▶ _Problem to solve_: Quote the rows below verbatim, from their first line through the line containing "250), (214, 256)]", including both of those lines and nothing beyond them.

Named-object pointing rows:
**********

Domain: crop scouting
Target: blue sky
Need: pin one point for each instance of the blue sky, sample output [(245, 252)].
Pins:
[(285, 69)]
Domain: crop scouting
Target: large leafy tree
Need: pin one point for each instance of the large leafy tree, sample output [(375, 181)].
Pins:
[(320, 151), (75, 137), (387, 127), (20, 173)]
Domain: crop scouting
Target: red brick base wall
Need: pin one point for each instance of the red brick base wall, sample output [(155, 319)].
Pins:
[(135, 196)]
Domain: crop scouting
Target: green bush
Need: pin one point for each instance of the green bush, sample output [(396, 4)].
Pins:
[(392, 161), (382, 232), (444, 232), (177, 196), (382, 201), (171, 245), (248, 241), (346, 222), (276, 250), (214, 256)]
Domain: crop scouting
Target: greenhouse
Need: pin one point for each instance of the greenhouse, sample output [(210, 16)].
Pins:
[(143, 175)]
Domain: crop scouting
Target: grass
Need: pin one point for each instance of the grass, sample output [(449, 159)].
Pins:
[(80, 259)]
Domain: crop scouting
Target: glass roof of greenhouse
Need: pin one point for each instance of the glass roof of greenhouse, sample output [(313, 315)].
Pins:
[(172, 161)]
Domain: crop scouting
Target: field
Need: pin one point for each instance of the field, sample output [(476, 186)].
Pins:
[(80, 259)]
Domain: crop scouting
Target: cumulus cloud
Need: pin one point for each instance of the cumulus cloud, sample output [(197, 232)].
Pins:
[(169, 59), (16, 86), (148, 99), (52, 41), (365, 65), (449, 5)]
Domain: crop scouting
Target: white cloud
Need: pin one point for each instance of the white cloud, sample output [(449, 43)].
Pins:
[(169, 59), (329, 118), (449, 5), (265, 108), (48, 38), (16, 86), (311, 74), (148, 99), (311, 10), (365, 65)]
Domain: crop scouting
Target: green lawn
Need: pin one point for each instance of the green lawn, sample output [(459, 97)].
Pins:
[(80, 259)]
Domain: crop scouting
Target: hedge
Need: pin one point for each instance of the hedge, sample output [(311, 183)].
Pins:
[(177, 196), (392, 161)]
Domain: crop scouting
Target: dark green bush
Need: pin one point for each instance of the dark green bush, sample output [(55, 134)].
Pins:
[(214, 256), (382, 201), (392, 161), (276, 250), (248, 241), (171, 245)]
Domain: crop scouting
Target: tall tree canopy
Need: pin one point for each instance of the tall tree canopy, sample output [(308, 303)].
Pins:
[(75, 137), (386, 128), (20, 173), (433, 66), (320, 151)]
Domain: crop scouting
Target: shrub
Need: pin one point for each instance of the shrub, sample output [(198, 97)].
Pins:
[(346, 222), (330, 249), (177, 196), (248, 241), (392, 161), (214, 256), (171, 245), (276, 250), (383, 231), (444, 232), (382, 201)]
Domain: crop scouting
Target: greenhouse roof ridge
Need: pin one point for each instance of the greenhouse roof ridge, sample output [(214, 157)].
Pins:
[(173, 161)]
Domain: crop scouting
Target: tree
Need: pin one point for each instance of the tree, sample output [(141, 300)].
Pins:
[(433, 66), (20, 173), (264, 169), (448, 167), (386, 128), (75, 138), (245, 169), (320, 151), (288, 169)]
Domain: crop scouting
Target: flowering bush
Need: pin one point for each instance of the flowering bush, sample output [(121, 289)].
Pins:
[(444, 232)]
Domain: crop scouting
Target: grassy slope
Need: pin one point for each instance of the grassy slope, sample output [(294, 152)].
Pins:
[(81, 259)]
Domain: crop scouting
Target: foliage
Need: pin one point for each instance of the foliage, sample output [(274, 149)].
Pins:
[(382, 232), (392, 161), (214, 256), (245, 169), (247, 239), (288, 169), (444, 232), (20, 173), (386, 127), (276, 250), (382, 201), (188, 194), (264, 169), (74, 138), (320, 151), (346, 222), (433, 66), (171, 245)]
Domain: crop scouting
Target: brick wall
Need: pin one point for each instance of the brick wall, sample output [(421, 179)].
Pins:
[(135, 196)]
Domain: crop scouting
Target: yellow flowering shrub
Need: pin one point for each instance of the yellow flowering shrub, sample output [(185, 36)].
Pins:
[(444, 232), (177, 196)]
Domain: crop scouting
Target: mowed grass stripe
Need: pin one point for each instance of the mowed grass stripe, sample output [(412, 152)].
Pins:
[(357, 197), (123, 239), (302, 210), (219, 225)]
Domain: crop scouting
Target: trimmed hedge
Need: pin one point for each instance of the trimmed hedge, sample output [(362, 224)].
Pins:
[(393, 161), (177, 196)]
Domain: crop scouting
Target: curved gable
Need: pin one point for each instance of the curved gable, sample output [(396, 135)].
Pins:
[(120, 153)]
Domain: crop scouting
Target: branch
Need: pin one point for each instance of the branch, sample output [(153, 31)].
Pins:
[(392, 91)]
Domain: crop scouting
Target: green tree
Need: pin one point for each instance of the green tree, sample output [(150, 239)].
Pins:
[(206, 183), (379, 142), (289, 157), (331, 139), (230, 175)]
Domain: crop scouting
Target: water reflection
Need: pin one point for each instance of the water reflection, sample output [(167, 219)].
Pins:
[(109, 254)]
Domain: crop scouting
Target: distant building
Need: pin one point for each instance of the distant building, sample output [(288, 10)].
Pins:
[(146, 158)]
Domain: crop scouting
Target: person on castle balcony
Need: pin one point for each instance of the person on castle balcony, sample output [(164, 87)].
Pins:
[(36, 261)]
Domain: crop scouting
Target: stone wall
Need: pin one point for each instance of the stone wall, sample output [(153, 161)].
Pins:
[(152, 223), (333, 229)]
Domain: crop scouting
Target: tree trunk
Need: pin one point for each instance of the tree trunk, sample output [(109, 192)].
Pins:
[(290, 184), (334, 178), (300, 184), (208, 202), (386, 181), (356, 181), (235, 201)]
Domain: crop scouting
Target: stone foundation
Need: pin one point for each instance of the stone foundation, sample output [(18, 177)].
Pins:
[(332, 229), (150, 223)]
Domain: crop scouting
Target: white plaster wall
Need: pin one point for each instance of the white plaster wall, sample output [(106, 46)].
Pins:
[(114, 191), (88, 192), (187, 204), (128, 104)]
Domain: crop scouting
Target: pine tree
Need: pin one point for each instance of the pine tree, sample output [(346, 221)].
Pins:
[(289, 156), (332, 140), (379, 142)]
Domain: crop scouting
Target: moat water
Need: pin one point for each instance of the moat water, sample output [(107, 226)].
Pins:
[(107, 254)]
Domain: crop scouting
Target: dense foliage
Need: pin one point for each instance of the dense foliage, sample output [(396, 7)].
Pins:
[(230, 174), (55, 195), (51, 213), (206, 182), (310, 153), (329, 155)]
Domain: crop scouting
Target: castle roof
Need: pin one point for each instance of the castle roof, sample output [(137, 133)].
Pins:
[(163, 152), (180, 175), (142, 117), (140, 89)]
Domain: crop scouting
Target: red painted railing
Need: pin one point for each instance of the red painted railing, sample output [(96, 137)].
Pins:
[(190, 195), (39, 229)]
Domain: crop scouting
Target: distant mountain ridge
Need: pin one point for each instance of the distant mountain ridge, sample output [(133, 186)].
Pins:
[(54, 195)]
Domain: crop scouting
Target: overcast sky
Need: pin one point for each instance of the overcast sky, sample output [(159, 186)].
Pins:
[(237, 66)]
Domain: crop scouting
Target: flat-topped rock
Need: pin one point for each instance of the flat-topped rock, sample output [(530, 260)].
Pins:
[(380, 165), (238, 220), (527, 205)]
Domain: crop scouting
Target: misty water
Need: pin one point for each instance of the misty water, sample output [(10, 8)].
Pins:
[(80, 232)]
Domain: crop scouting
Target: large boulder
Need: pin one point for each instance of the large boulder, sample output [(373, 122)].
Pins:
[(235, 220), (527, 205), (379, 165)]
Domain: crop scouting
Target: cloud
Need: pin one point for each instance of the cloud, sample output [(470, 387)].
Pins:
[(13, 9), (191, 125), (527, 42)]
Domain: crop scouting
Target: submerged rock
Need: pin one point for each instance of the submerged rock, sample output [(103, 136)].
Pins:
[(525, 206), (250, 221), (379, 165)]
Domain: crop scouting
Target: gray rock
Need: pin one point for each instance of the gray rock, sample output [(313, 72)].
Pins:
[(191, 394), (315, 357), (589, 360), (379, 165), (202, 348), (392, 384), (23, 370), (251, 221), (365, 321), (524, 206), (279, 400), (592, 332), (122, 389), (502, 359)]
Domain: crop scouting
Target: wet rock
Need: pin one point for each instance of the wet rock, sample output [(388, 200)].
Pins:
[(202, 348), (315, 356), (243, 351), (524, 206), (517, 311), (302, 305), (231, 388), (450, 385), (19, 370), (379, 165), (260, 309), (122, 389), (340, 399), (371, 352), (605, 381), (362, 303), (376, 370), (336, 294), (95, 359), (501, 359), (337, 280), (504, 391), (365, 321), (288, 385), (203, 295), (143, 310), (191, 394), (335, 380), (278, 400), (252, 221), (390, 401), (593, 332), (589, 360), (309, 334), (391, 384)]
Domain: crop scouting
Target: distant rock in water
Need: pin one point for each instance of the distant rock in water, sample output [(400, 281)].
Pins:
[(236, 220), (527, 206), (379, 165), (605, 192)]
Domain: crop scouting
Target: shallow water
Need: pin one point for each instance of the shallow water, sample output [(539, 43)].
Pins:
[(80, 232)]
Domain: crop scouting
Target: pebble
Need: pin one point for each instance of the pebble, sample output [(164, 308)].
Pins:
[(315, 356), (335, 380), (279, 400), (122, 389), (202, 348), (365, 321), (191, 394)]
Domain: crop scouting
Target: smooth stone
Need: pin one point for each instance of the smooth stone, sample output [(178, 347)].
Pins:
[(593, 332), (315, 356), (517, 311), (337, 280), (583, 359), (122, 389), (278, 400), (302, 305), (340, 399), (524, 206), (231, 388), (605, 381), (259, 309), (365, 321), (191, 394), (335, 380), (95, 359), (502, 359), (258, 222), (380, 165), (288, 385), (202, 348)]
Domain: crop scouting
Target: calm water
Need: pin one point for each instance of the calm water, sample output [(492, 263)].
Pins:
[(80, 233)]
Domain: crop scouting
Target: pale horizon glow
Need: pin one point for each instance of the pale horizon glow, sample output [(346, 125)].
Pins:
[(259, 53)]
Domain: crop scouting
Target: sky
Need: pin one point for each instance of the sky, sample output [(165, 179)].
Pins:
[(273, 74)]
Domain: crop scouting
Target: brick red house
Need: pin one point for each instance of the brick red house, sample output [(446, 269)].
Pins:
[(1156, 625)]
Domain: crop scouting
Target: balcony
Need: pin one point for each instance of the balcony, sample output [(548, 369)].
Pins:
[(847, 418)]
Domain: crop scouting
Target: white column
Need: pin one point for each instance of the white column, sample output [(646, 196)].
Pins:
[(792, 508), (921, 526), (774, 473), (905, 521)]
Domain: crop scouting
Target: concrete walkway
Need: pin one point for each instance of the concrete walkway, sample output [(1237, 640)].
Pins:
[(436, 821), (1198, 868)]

**********

▶ _Solution_:
Domain: crop scouting
Target: blue sky
Need: pin one point for each instance of the blue sky, sample output [(245, 252)].
Pins:
[(285, 69)]
Domain: crop scouting
Target: large leafy tree
Need: pin one point for each instance of the large leafy tree, sample output [(375, 181)].
Pins:
[(320, 151), (75, 137), (387, 127), (20, 173)]
Domain: crop scouting
Target: red brick base wall
Need: pin one point for each instance of the red brick base wall, sample output [(155, 319)].
Pins:
[(135, 196)]
Domain: crop scouting
Target: green bush
Need: pin one point for each instance of the green bush, sample output [(396, 4)].
Pins:
[(392, 161), (382, 232), (444, 232), (177, 196), (382, 201), (171, 245), (248, 241), (346, 222), (276, 250), (214, 256)]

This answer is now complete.